Records from a data source:
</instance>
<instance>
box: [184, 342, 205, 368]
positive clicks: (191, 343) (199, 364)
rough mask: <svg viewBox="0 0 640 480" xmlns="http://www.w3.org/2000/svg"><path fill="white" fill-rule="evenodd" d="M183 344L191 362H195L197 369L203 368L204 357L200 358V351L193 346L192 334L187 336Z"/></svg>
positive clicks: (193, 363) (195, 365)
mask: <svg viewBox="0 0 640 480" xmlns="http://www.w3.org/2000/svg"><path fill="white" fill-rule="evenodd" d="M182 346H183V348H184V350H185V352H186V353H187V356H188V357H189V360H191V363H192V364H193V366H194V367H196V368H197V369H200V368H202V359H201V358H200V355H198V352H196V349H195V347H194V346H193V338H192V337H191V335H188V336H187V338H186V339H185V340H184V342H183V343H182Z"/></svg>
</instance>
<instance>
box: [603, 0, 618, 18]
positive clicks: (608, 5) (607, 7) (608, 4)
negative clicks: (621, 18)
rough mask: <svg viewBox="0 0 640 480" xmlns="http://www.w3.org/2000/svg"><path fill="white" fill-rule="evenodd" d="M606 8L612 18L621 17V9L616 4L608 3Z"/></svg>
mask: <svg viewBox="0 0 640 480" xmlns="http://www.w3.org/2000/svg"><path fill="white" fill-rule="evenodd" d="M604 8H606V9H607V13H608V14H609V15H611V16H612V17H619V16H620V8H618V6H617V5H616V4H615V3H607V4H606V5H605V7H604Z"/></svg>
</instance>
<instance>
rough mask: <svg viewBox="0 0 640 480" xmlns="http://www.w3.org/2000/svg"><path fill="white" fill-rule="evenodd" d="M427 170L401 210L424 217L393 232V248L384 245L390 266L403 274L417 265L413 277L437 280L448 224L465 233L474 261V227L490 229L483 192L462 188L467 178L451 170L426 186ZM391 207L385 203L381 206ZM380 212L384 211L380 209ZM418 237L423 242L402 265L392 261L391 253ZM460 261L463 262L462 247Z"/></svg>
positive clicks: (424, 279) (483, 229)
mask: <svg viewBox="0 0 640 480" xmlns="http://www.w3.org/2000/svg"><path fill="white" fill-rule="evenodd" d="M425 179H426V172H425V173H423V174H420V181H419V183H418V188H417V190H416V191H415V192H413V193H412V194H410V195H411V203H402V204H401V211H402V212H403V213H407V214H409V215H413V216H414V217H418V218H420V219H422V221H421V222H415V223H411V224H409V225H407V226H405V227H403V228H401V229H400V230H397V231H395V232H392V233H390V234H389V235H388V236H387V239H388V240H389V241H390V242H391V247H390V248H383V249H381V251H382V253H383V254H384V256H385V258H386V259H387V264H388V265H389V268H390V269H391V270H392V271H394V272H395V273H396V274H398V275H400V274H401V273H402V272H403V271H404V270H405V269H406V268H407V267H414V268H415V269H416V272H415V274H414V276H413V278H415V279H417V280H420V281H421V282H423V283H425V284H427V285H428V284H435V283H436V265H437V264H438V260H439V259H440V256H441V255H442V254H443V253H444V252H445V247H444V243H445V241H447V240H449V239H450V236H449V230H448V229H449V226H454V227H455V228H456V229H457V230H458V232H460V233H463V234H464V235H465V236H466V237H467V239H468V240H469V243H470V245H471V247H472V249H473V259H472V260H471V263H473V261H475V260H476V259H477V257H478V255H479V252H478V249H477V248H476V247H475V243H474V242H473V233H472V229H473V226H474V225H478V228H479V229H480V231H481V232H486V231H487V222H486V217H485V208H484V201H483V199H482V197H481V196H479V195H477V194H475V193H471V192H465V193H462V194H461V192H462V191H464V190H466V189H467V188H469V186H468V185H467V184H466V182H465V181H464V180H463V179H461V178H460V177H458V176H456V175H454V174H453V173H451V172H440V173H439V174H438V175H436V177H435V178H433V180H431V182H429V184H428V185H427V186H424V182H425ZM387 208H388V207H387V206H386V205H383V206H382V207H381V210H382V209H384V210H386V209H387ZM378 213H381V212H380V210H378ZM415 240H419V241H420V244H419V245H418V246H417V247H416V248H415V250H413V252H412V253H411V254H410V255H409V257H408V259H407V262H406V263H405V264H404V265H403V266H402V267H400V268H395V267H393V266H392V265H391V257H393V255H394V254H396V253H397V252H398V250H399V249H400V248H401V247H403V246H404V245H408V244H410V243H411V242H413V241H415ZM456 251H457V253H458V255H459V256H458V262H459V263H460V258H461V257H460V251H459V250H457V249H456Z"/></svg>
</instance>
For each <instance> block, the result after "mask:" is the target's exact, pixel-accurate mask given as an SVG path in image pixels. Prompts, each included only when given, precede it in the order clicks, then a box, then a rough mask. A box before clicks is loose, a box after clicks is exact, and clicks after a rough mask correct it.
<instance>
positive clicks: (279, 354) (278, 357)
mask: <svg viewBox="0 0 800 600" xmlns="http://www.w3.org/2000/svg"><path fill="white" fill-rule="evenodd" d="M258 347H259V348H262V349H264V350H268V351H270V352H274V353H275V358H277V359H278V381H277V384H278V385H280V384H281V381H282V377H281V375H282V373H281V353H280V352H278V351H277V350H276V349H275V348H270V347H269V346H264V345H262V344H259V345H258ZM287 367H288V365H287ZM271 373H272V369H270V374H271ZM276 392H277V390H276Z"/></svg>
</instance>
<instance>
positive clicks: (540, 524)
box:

What is needed.
From the opening line of the data above, please print each line as written up to and including the line that contains "positive clicks: (191, 343) (199, 364)", and nothing more.

Exercise response.
</instance>
<instance>
box: [184, 342, 205, 368]
positive clicks: (191, 343) (199, 364)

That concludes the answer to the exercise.